(Written request)
Which feature selection algorithms does the notebook excerpt below suggest investigating?

(Passage to read)

Consider what metrics you want to use to evaluate success.
- If you think about mean squared error, can we actually relate to the amount of error?
- Try root mean squared error so that error is closer to the original units (dollars)
- What does RMSE do to outliers?
- Is mean absolute error a good metric for this problem?
- What about R^2? Adjusted R^2?
- Briefly describe your reasons for picking the metrics you use

In [56]:
# gather evaluation metrics and compare results

In [66]:
mse = mean_squared_error(pred_price, y_test)
r2 = r2_score(pred_price,y_test)

In [67]:
print(r2)

0.936071029904634


## Feature Selection - STRETCH

> **This step doesn't need to be part of your Minimum Viable Product (MVP), but its recommended you complete it if you have time!**

Even with all the preprocessing we did in Notebook 1, you probably still have a lot of features. Are they all important for prediction?

Investigate some feature selection algorithms (Lasso, RFE, Forward/Backward Selection)
- Perform feature selection to get a reduced subset of your original features
- Refit your models with this reduced dimensionality - how does performance change on your chosen metrics?
- Based on this, should you include feature selection in your final pipeline? Explain

Remember, feature selection often doesn't directly improve performance, but if performance remains the same, a simpler model is often preferrable. 



In [None]:
# perform feature selection 
# refit models
# gather evaluation metrics and compare to the previous step (full feature set)

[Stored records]

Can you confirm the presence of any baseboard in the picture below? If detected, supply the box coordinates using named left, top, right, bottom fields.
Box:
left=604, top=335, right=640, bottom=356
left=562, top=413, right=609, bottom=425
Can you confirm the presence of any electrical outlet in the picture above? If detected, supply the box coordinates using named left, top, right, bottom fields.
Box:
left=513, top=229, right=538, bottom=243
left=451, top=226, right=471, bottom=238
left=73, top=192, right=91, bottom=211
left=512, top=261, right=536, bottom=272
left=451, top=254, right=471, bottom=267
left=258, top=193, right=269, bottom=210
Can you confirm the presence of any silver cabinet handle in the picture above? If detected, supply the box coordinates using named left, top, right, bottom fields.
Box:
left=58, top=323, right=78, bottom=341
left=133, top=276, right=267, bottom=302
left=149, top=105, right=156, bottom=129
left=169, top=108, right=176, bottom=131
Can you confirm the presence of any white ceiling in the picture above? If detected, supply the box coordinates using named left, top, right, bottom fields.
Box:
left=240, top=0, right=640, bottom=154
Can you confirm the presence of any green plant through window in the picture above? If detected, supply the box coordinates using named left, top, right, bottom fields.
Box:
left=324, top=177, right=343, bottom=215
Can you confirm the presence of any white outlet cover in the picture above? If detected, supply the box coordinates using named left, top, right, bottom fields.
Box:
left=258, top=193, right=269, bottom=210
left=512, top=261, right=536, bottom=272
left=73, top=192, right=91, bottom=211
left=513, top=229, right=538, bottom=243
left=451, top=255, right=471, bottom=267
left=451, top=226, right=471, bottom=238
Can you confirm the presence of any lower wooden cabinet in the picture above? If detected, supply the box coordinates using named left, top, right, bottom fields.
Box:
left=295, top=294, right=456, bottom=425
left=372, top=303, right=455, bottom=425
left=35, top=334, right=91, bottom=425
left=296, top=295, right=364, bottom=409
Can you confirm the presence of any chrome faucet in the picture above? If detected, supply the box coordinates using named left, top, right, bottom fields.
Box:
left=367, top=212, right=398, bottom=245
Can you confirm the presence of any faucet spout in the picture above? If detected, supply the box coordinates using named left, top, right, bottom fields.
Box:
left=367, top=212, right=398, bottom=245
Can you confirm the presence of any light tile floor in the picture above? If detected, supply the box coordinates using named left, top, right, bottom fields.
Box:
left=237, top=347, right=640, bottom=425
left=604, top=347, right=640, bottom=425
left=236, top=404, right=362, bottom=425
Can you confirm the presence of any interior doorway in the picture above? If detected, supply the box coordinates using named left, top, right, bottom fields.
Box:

(Written response)
Lasso, RFE, and Forward/Backward Selection.